### EXERCISE REQUIREMENTS
1. Answer these questions about the integration thread:
(a) How many answers does the thread report?
(b) What does the answer dated Apr 2, 2018 set u equal to?
(c) What does the answer dated Apr 3, 2018 set u equal to?
2. From the integration thread, output the passage starting with "#int tanx/secx#" and going on through "what you did.)".

### QUOTED PASSAGE
Is it possible to solve this integrate by integrate substitution method?

#int tanx/secx#

Not this away: #int [(senx)/(cosx)]##cosx/1#

#int senx#

-cos x + c

2 Answers
Apr 2, 2018

Here is one way. (I think it is harder than what you did.)

Explanation:

#int tanx/secx dx#

Let #u = tanx#. Then #du = sec^2x dx# and

#secx = sqrt(tan^2x+1) = sqrt(u^2+1)# So that #du = (u^2+1) dx# and #dx = 1/(u^2+1) du#

#int tanx/secx dx = int u/sqrt(u^2+1) * 1/(u^2 +1) du#

# = int u (u^2+1)^(-3/2) du#

# = 1/2 int 2u (u^2+1)^(-3/2) du#

# = 1/2[-2/1 (u^2+1)^(-1/2)]+C#

# = -1/(u^2+1)^(1/2)+C#

# = -1/(u^2+1)^(1/2)+C#

# = -1/sqrt (sec^2x)+C#

# = -1/secx+C#

# = -cosx+C#

Apr 3, 2018

Here is another substitution that will work.

Explanation:

Let #u = secx# so #du = secxtanxdx# and

#int tanx/secx dx = int 1/sec^2x secx tanx dx#

# = int 1/u^2 du#

# = -u^(-1)+C = -1/u +C#

# = -1/secx +C#

# = -cosx +C#

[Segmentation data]

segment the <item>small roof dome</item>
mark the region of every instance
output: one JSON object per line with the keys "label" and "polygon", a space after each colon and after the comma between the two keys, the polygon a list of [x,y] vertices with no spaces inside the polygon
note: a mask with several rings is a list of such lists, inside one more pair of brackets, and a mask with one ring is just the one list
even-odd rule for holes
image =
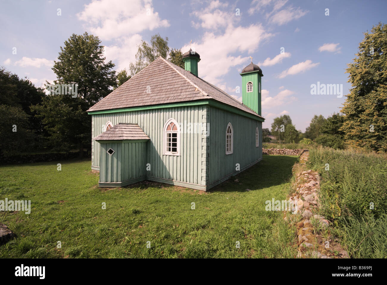
{"label": "small roof dome", "polygon": [[241,73],[244,73],[246,72],[251,72],[251,71],[259,71],[260,73],[262,74],[261,76],[263,76],[263,74],[262,74],[262,69],[260,68],[257,65],[257,64],[254,64],[252,62],[243,68],[242,70],[242,72]]}
{"label": "small roof dome", "polygon": [[190,50],[188,50],[187,52],[185,53],[183,55],[183,58],[185,59],[186,57],[198,57],[199,59],[200,59],[200,55],[196,52],[192,52],[192,49],[190,48]]}

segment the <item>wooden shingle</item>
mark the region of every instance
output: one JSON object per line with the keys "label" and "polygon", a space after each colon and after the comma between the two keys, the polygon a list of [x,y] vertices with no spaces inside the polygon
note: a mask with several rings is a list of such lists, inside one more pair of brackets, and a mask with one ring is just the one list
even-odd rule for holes
{"label": "wooden shingle", "polygon": [[211,99],[263,117],[220,88],[161,57],[87,111]]}

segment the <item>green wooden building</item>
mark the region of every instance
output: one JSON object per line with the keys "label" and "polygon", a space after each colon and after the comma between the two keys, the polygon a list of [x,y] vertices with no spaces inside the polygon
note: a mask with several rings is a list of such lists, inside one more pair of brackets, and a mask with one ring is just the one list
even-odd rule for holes
{"label": "green wooden building", "polygon": [[243,103],[161,57],[88,110],[100,187],[147,180],[206,191],[262,159],[261,77],[240,74]]}

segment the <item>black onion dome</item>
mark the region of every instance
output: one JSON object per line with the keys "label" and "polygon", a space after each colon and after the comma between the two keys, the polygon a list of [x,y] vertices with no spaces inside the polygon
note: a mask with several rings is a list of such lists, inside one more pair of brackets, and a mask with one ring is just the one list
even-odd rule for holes
{"label": "black onion dome", "polygon": [[[254,64],[252,62],[245,67],[243,68],[242,70],[242,72],[241,73],[244,73],[246,72],[251,72],[251,71],[259,71],[261,74],[262,74],[262,69],[260,68],[257,65],[257,64]],[[262,75],[262,76],[263,76]]]}
{"label": "black onion dome", "polygon": [[192,49],[190,48],[189,50],[183,55],[183,58],[185,58],[186,57],[188,57],[190,56],[195,57],[199,57],[199,59],[200,58],[200,55],[199,55],[199,54],[197,52],[195,52],[194,53],[191,53],[191,52],[192,52]]}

### EXERCISE ANSWERS
1.
(a) 2
(b) tan x
(c) sec x

2.
#int tanx/secx#

Not this away: #int [(senx)/(cosx)]##cosx/1#

#int senx#

-cos x + c

2 Answers
Apr 2, 2018

Here is one way. (I think it is harder than what you did.)